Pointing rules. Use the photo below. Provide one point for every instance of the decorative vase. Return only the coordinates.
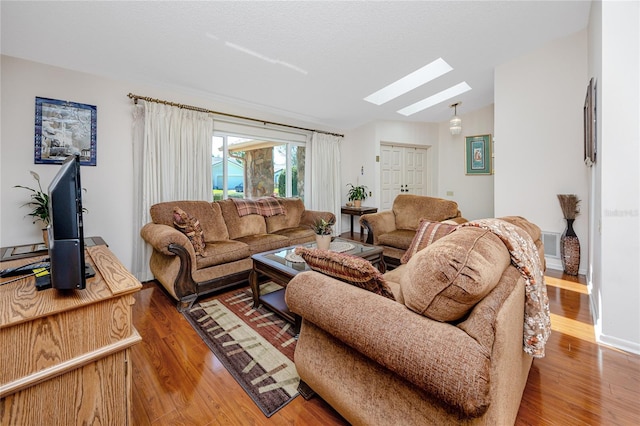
(323, 241)
(570, 249)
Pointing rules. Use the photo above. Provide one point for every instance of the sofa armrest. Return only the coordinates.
(310, 216)
(437, 357)
(378, 224)
(162, 237)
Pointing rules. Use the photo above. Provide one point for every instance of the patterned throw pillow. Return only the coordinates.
(351, 269)
(426, 233)
(190, 226)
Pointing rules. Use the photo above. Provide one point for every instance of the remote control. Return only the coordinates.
(24, 270)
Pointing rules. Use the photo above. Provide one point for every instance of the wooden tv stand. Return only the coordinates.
(65, 356)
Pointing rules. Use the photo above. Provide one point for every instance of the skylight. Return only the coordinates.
(435, 99)
(411, 81)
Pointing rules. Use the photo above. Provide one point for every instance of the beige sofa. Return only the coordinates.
(394, 229)
(230, 240)
(379, 361)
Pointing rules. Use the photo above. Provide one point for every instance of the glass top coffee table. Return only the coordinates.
(281, 265)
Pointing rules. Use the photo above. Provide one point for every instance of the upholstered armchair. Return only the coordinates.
(394, 229)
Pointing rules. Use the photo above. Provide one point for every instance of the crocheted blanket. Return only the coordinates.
(267, 206)
(524, 256)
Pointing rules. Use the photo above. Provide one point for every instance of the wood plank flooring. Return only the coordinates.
(177, 380)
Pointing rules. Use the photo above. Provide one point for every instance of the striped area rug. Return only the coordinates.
(255, 345)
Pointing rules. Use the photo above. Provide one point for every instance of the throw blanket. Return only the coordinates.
(524, 256)
(267, 206)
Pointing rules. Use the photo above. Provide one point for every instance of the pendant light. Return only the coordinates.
(455, 124)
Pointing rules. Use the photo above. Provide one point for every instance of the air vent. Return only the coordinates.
(551, 241)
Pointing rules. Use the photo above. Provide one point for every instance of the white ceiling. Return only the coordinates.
(312, 61)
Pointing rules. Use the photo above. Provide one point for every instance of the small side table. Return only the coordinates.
(357, 211)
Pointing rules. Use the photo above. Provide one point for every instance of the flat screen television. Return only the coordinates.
(66, 236)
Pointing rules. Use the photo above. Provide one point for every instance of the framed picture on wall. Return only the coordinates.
(590, 129)
(478, 155)
(64, 128)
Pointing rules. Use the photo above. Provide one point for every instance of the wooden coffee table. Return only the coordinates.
(277, 267)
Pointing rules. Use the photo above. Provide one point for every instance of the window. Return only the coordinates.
(243, 167)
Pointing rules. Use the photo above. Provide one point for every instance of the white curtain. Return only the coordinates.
(325, 175)
(172, 161)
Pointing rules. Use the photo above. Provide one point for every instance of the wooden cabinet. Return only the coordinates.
(65, 356)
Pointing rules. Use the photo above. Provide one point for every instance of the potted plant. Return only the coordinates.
(356, 194)
(323, 229)
(40, 204)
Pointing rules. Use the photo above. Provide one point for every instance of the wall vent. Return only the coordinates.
(551, 241)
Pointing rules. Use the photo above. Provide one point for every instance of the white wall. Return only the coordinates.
(473, 193)
(615, 283)
(539, 137)
(109, 195)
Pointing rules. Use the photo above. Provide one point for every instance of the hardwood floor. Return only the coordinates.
(177, 380)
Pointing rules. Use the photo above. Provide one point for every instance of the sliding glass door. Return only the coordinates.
(244, 167)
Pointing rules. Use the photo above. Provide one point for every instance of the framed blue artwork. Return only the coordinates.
(478, 155)
(64, 128)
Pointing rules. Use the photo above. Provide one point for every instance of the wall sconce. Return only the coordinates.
(455, 124)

══════════

WHAT YOU NEED TO DO: Rewrite all the entries above with "Return only the coordinates" swapped for "Give the coordinates and nothing else" and every other word kept the same. Omit the pictures.

OUTPUT:
Pointing rules. Use the photo below. Provide one point for every instance of the decorative vase. Give the coordinates and nothing else.
(323, 241)
(570, 249)
Pointing rules. Use the photo above. Provide one point for every instance of the sofa armrest. Give the coordinates and nothing else.
(310, 216)
(437, 357)
(378, 224)
(162, 237)
Pointing rules. Use the photo above. Provide one point for every instance of the patterned throw pillow. Give the coordinates and nothing else.
(351, 269)
(426, 233)
(190, 226)
Pointing rules. Use the photo above. Provide one point for every instance of the remote control. Give the coordinates and nothing else.
(24, 270)
Pointing rules. Use the photo above. Provide one point for every instance of the wooden tv stand. Give the coordinates and nothing else.
(65, 356)
Pointing rules. Use the photo above. Provide one point for every instance of the skylight. Give the coordinates and nothing else.
(435, 99)
(411, 81)
Pointing rules. Use the photo above. Provide one point for every instance of the beige sofa. Give the coordinates and nothing else.
(394, 229)
(230, 240)
(379, 361)
Pointing rules. Use the photo above. Provide one point for every instance of the glass top coffee table. Give the coordinates and nothing else.
(281, 265)
Pointing rules. Use the photo above. Provide one point for every instance of the upholstered armchair. Give the coordinates and nothing else.
(394, 229)
Pointing rules. Use the photo above. Provide one point for every instance of the crocheted blanket. Give the coordinates and nothing else.
(267, 206)
(524, 256)
Pointing rules. Use the photo above. Provide one point for every instance of the wood plank flooring. Give the coordinates and nothing else.
(177, 380)
Pointing rules. Use the photo above. Provide one point for every instance of the striped area rug. Give the coordinates and nothing else.
(255, 345)
Pointing rules. Use the photo above. Provide one point for every instance of the throw blanket. Give the coordinates and nothing else.
(524, 256)
(267, 206)
Pointing rules. Use the photo above. Provide one point for every instance of the pendant light. Give the coordinates and nothing else.
(455, 124)
Pointing rules. Use the photo above. Provide one point for every instance of the air vent. Give the coordinates and nothing else.
(551, 241)
Pointing rules. Use the photo above. Provide one point for every instance of the white ceiling. Give the coordinates and nothing else.
(312, 61)
Pointing rules. Use the photo above. Provide one point for every instance of the small side table. Give the coordinates and nothing else.
(357, 211)
Pointing rules. Use the photo above. Provide one point for every instance of the flat screen television. Give the coordinates and nothing else.
(66, 236)
Pointing rules. Use the photo above. Provide one point for every instance of the framed picture on wall. Give the coordinates and nothing else.
(590, 129)
(478, 155)
(64, 128)
Pointing rules. Use the photo above. Provide one point for every instance of the wooden coffee table. Give the coordinates and nothing else.
(277, 267)
Pointing rules. Use the photo above. Provide one point for every instance of the window. Give the coordinates and nothing else.
(243, 167)
Pointing rules. Use the photo above. Provide one point for every instance of the white curtain. Give the coordinates and nothing else.
(325, 175)
(172, 161)
Pointing rules. Use the photo above. Provide one point for every instance of the wooden cabinet. Give the coordinates and nothing else.
(65, 356)
Pointing rules. Use the photo above. Provide one point for every instance of the potted plant. Give the coordinates and nothing else.
(356, 194)
(323, 229)
(40, 204)
Pointing rules. Use the photo above. Provide one point for every instance of the wall vent. Give the coordinates and nothing else.
(551, 241)
Pointing rules. Use the photo above. Provide one point for every instance of the white wall. Give the coordinates and nothing else.
(473, 193)
(615, 283)
(539, 137)
(109, 195)
Pointing rules. Use the photo above. Provide one point for every instance of the hardwood floor. Give the coordinates and nothing else.
(177, 380)
Pointing rules. Use the photo above. Provide one point for every instance of the sliding glass door. Give the coordinates and nothing else.
(244, 167)
Pointing rules. Use the photo above. Provide one point for every instance of the framed blue artwork. Give the coordinates and nothing else.
(478, 155)
(64, 128)
Pointing rules. Use the photo above. Provide one point for every instance of the wall sconce. Give the coordinates and nothing else.
(455, 124)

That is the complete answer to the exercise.